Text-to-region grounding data

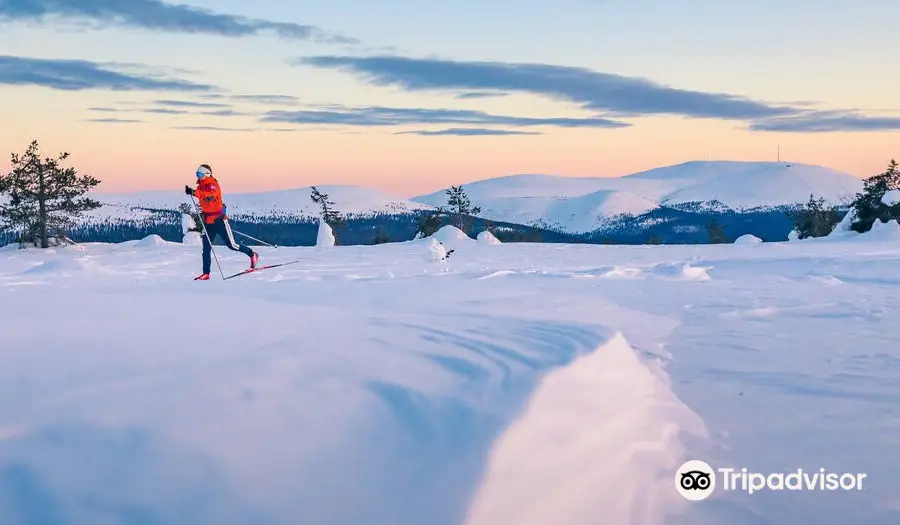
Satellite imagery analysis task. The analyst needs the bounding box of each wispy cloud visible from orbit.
[295,54,900,133]
[198,93,300,105]
[294,55,800,121]
[396,128,540,136]
[172,125,257,132]
[0,55,212,91]
[1,0,358,44]
[143,107,189,114]
[88,106,118,112]
[261,105,628,128]
[455,91,509,99]
[86,117,142,123]
[154,99,230,108]
[749,111,900,132]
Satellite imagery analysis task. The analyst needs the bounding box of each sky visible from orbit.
[1,0,898,196]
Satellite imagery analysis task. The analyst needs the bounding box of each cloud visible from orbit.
[455,91,508,99]
[396,128,541,136]
[86,117,142,123]
[261,105,628,128]
[153,99,230,108]
[1,0,358,44]
[143,107,189,114]
[294,55,900,133]
[172,125,257,132]
[294,55,801,120]
[88,106,118,112]
[749,111,900,132]
[0,55,212,91]
[198,93,300,105]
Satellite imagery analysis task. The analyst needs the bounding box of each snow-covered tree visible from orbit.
[0,140,101,248]
[850,159,900,233]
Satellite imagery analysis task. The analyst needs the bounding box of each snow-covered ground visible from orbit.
[1,225,898,525]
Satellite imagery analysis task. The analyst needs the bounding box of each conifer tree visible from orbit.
[850,159,900,233]
[0,140,100,248]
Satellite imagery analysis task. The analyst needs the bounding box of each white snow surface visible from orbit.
[1,233,898,525]
[413,161,862,232]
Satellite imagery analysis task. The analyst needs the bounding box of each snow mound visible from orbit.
[316,221,335,247]
[183,232,202,245]
[434,225,470,242]
[463,332,706,525]
[828,207,859,239]
[434,225,475,251]
[734,234,762,245]
[134,234,169,248]
[882,189,900,207]
[424,237,449,262]
[652,262,712,281]
[477,231,501,245]
[23,257,87,275]
[788,229,800,241]
[861,219,900,241]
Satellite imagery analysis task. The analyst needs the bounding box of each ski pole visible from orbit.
[190,196,226,280]
[230,229,278,248]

• **Task to complete**
None of the pictures belongs in the answer, but all the entries must be repeated exactly.

• **Answer section**
Satellite imagery analysis task. The analyst needs the bounding box of each wispy cloud visible from orbit.
[295,54,900,133]
[198,93,300,105]
[294,55,800,121]
[396,128,540,136]
[172,125,257,132]
[0,55,212,91]
[1,0,358,44]
[143,107,189,114]
[88,106,118,112]
[261,105,628,128]
[455,91,509,99]
[86,117,142,123]
[154,99,230,108]
[749,111,900,132]
Satellite imagery analysis task. The analyst needs the bounding box of each sky visible from orbit.
[1,0,898,196]
Satellite imagery analysis task. The analyst needs the bounding box of each cloud visible from orbit.
[455,91,508,99]
[396,128,541,136]
[86,117,142,123]
[261,105,628,128]
[153,99,230,108]
[1,0,358,44]
[143,107,189,114]
[294,55,900,133]
[172,125,257,132]
[294,55,801,120]
[88,106,118,112]
[749,111,900,132]
[0,55,212,91]
[198,93,300,105]
Satellite imagery analysis task. The analyst needs the bounding box of each snow-covered tree visible from orbit.
[0,140,101,248]
[850,159,900,233]
Satellite imagery analysis task. The analyst needs the bounding box of each snow-covered ground visible from orbit.
[1,225,898,525]
Satellite imagery analysis task. The analyst needs the bounding box of each conifer tree visible from orbit.
[850,159,900,233]
[0,140,100,248]
Satellite imagery analysis task. The analyst needs the bounding box of each white snow surface visible from orbit.
[1,233,898,525]
[413,161,862,232]
Satellite imagery analysis task. The analyst needs the bounding box of each snow mound visible from orbit.
[316,221,335,247]
[183,232,202,245]
[434,225,470,242]
[463,332,706,525]
[828,207,859,239]
[434,225,475,251]
[734,234,762,245]
[134,234,169,248]
[882,189,900,207]
[424,237,449,262]
[652,262,712,281]
[477,231,501,245]
[23,257,87,275]
[788,229,800,241]
[861,219,900,241]
Satellite imagery analysis task. The analyst needs the bounding box of each ski pole visible from orbit.
[190,196,226,280]
[230,229,278,248]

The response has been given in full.